Extract:
···

Note on crowding: Gyna centurio tolerates crowding better than some relatives, but severe overpopulation can cause problems including sudden die-offs. Monitor colony size and be prepared to thin numbers if needed.
Substrate Mix
A moisture-retentive substrate that allows for burrowing is essential.
Recommended mix:
Coconut fibre (coir) as a base
Organic topsoil or peat moss mixed in
Generous layer of hardwood leaf litter on top
Cork bark pieces for surface hides
Keep the substrate moderately humid but not wet—damp to the touch, not soggy. Create a moisture gradient by misting one end more than the other. The damper areas are where females prefer to give birth.
Avoid sand, as it's not suitable for this species.
Breeding
Centurion Porcelain Cockroaches are prolific breeders—one of their main appeals. They're ovoviviparous, meaning females retain eggs internally and give birth to live nymphs.
Breeding characteristics:
Females give birth to live nymphs (no egg cases to incubate)
Broods can be huge—up to 200 nymphs per female
Females don't usually give birth to all nymphs at once; they produce several smaller litters over time
Females likely only produce one internal ootheca in their lifetime
Nymphs mature in approximately 4-6 months
Adults live 4-5 months (females tend to live longer than males)

···

What you need to do:
- A) Answer these questions using the Gyna centurio care notes:
(i) What substrate material should be avoided for this species?
(ii) How many nymphs can a single female's brood reach?
(iii) In which part of the enclosure do females prefer to give birth?
- B) Extend the Gyna centurio care notes, picking up after their final sentence.

Dataset:
···

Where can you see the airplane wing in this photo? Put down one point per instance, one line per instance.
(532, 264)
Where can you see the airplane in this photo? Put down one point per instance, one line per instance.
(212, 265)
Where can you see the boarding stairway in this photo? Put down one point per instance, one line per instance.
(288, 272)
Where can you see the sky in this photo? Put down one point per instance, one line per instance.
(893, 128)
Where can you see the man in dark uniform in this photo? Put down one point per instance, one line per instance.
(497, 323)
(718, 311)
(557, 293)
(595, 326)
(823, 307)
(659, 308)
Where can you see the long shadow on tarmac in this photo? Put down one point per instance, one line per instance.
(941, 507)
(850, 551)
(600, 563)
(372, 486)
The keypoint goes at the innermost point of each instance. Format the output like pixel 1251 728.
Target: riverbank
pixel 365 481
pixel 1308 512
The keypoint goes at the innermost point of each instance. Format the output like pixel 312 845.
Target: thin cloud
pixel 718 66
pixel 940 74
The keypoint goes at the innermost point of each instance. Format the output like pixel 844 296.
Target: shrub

···

Results by task:
- A)
(i) Sand.
(ii) Up to 200 nymphs.
(iii) The damper areas.

- B)
Males typically mature before females
Breeding tips:
Keep temperatures at the higher end (26-30°C) for faster breeding
Ensure females aren't stressed—stress can cause them to abort their developing ootheca
Avoid severe overcrowding
Provide plenty of food—they eat a lot, and hungry roaches may cannibalise
Maintain moderate substrate moisture for successful births
Important timing note: Because males often mature before females and adults don't live very long (a few months), there can be timing issues in small colonies where males die before females are ready to mate. Starting with a decent number of individuals (10-15+) helps ensure you have males and females maturing at overlapping times.
Comparing Gyna Species
Several Gyna species are available in the hobby. Here's how centurio compares:
Species
Common Name
Notes
G. centurio
Centurion/Chrome Porcelain
Easy, prolific, cream/maroon/brown colouration
G. lurida
Porcelain Roach
Classic species, hobby staple, yellow/tan adults, very prolific
G. caffrorum
Chrome Roach
Larger, more colourful, nymphs more active/visible
G. capucina
Pink Roach
More finicky, females sensitive to stress, pink colouration
Gyna centurio is one of the easier and more forgiving species in the genus—a good starting point if you're new to Gyna.
Who Are These Roaches For?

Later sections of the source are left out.